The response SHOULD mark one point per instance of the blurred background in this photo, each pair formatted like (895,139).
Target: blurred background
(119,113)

==

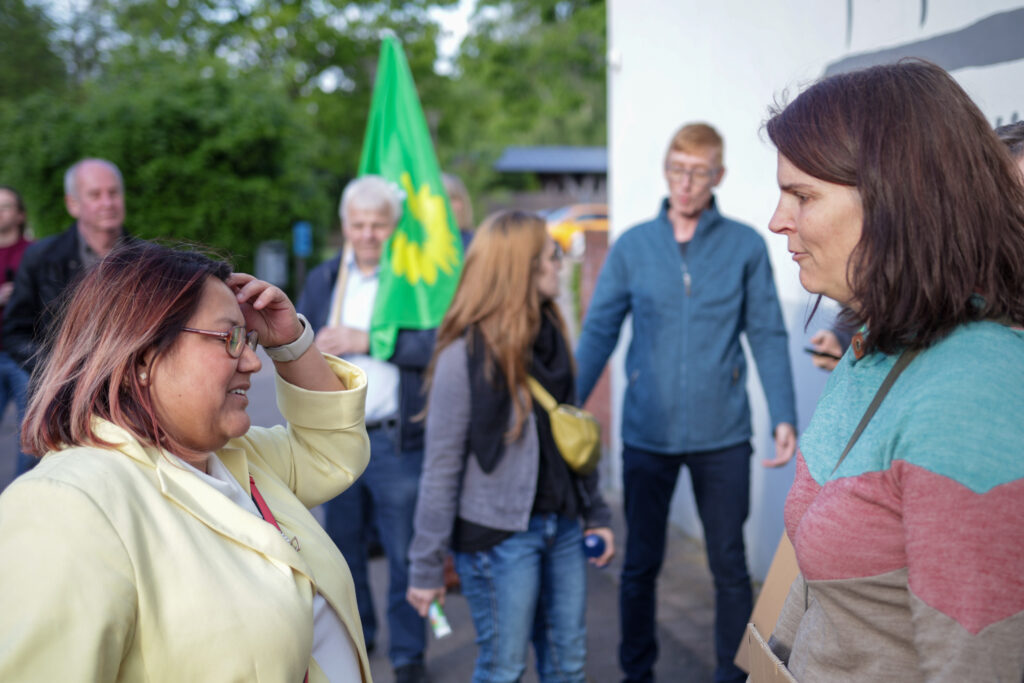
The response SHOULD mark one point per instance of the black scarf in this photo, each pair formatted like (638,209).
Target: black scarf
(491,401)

▶ To do
Pick out each line in the listing above that contains the word "mark", and copy those lines.

▶ The output
The response SHOULD mark one point per instance of the blurred background in this photo, each pair formatted like (895,139).
The response SHOULD mark one point per instance of the black scarf in this photo, each pair formatted like (638,209).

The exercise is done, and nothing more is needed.